**TASK INSTRUCTIONS**.
Rewrite the patient feedback text below from "Ethnographers at the" to "an initial analysis.", replacing "theme analysis" with "thematic review".

"We're concerned that there are gaps in traditional methodology, things that we're not hearing about, because we're so directed in what we ask," says Joan Forte Scott, RN, administrative director of Patient and Community Engagement, who oversees the Patient and Family Advisory Councils and all of the Patient and Family Partner Programs. That's why she teamed up with DePorte, Anderson and Patient and Family Advisory Council member Chris Bowers to address the issue, and to create a method for collecting qualitative patient and family feedback. Patients and family members interested in participating can call a private phone line day or night, leave a message and call back as often as they like to share more stories.
"We really wanted to keep it open-ended," says DePorte. "We know that the cancer story isn't just one story. There are stories within stories."
Ethnographers at the university will listen to the stories and conduct a theme analysis to capture recurring messages, and, in the beginning, DePorte will also listen to every message to conduct an initial analysis.

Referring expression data
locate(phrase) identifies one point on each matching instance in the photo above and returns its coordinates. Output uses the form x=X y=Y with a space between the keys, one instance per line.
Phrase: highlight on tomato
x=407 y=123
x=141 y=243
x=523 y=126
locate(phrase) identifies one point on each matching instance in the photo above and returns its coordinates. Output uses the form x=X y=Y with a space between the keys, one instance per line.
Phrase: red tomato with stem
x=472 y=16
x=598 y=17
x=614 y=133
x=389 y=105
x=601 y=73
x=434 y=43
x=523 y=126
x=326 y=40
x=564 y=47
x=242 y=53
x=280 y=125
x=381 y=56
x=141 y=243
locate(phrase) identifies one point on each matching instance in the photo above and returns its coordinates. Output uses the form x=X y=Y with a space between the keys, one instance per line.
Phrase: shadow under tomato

---

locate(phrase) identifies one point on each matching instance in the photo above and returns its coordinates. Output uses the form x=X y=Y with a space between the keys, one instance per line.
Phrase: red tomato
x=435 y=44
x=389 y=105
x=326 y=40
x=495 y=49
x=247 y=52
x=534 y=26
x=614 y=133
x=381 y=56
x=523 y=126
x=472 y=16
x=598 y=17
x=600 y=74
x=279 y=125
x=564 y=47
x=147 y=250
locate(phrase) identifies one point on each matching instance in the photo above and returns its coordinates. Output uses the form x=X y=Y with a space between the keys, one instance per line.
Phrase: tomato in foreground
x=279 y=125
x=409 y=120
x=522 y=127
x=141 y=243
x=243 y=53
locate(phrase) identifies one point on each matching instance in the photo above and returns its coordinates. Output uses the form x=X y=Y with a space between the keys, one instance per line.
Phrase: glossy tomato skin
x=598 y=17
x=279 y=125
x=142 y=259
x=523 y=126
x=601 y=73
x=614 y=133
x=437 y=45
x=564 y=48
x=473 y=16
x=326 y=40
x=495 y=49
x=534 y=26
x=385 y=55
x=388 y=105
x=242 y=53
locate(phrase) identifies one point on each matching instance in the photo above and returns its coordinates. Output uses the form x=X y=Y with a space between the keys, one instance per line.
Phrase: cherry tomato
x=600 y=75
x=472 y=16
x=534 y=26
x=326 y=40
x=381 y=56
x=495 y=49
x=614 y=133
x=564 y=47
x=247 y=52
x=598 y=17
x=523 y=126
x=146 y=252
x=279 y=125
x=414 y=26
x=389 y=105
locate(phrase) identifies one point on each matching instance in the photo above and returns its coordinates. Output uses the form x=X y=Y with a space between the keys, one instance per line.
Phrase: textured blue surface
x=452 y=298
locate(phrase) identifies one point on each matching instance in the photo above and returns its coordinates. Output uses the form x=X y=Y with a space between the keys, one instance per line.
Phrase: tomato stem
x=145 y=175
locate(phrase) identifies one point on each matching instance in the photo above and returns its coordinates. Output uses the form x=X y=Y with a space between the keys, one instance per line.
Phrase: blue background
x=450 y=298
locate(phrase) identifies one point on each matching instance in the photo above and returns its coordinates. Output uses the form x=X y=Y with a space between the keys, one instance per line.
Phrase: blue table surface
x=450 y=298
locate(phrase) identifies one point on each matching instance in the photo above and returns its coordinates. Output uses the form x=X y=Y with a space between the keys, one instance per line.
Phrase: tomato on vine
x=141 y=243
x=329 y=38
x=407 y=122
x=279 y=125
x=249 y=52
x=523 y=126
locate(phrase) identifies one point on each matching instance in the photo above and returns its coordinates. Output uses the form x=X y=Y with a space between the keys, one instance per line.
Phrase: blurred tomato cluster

**EXPECTED ANSWER**.
Ethnographers at the university will listen to the stories and conduct a thematic review to capture recurring messages, and, in the beginning, DePorte will also listen to every message to conduct an initial analysis.